Extracted records Start Marker
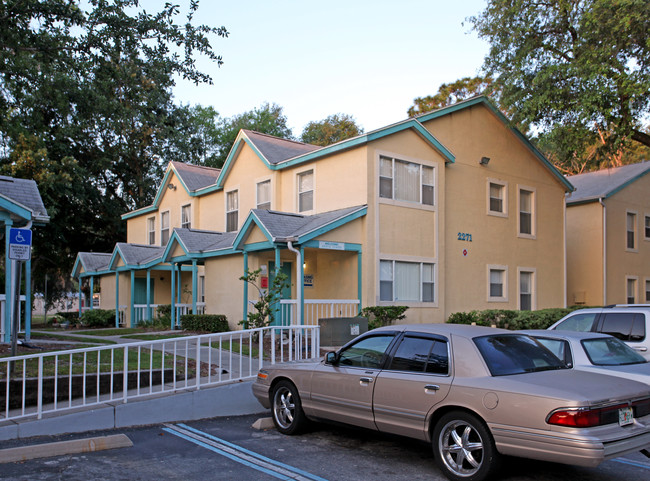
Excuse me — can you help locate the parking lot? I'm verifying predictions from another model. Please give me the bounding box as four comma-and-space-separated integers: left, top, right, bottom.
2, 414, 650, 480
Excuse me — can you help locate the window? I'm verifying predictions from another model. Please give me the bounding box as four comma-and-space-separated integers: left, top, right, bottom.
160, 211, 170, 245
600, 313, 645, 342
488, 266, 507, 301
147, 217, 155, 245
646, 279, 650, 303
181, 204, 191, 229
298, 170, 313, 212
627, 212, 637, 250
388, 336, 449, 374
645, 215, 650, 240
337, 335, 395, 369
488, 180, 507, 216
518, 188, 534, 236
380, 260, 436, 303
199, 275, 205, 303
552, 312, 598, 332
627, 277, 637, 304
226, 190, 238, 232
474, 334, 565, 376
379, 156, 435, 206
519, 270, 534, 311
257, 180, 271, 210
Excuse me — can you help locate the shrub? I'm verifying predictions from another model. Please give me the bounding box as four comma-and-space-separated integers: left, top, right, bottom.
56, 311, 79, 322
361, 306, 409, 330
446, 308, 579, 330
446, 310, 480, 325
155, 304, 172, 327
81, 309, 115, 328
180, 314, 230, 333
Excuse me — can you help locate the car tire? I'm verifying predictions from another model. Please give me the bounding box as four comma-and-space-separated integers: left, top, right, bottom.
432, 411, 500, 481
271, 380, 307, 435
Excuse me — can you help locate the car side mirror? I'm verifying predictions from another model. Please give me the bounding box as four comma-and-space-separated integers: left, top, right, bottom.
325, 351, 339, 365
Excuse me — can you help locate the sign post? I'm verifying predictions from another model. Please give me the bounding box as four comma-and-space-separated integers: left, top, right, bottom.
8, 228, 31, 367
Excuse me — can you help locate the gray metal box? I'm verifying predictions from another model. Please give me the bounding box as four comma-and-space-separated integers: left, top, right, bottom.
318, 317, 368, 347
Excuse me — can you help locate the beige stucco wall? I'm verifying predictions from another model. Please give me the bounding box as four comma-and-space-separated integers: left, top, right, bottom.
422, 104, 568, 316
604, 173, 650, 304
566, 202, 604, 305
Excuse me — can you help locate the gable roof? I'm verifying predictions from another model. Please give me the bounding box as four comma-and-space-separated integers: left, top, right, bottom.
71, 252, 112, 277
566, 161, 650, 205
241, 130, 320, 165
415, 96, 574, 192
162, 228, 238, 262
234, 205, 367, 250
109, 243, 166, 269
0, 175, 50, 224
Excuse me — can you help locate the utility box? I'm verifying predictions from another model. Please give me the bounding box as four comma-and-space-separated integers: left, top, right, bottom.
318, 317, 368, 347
Extracted records End Marker
> _Exercise objective_
No pictures belong in the answer; copy all other parts of the listing exactly.

> _Answer_
Excuse me — can you help locate the parking lot? I'm verifying predictions from another model. Please give me the bounding box as four comma-and-space-separated integers: left, top, right, bottom.
2, 414, 650, 480
Excuse me — can you help locate the window? I'm verifying predictions from another model. Please give me the bounding box as four comma-and-space-separated integers: left, top, right, bottom.
160, 211, 170, 245
600, 313, 645, 342
488, 266, 507, 301
147, 217, 155, 245
646, 279, 650, 303
181, 204, 191, 229
298, 170, 313, 212
627, 212, 637, 250
388, 336, 449, 374
645, 215, 650, 240
337, 335, 395, 369
488, 180, 507, 216
518, 188, 534, 236
380, 260, 436, 303
199, 275, 205, 303
552, 312, 598, 332
627, 277, 637, 304
226, 190, 238, 232
474, 334, 565, 376
379, 156, 435, 206
519, 270, 534, 311
257, 180, 271, 210
Excuse me — can you help locate the shrub? I'm verifying predictions from another model. Please give me the bounding box as four comma-and-space-separated integers: left, top, right, bottom.
56, 311, 79, 322
361, 306, 409, 330
446, 308, 579, 330
446, 310, 480, 325
155, 304, 172, 327
81, 309, 115, 328
180, 314, 230, 333
Excuse me — can you help locate the car tire? I'm verifying predictions from another model. Please give me the bounding box as four comma-and-space-separated integers: left, top, right, bottom.
432, 411, 500, 481
271, 380, 307, 435
Excuse me — can you help locate the car side mirror? I'm verifying predictions from another model. Please give me the bounding box as four comma-and-space-separated integers: left, top, right, bottom.
325, 351, 339, 365
Excuse me — can you help locate the sign post? I'm verifying predictions from another model. Please give me the bounding box as four comma-and-space-separated integers: left, top, right, bottom.
8, 228, 31, 367
Excuse me — can you help locate the gray metal box? I'm verifying predictions from another model. Please give me the bounding box as four comma-and-space-separated integers: left, top, right, bottom.
318, 317, 368, 347
Excuse me — can you help locate the beige stucco wall? I'm verifying predictions from another model. Please give me the bounding box as four comma-and-space-separated integers: left, top, right, bottom.
422, 104, 568, 316
604, 173, 650, 304
566, 202, 604, 305
Excuse me — can you help locate the gable roof? I'm verifying predictions from another model. Please give me the bounding box as four comma-and-space-separated integers: left, top, right, bottom.
71, 252, 112, 277
566, 161, 650, 205
241, 130, 320, 165
415, 96, 574, 192
162, 228, 238, 262
234, 205, 367, 250
109, 243, 166, 269
0, 175, 50, 224
Excuse me — can you help locate the utility box? I'm verifying predictions from another model. Please give me the bounding box as four comma-and-space-separated integers: left, top, right, bottom.
318, 317, 368, 347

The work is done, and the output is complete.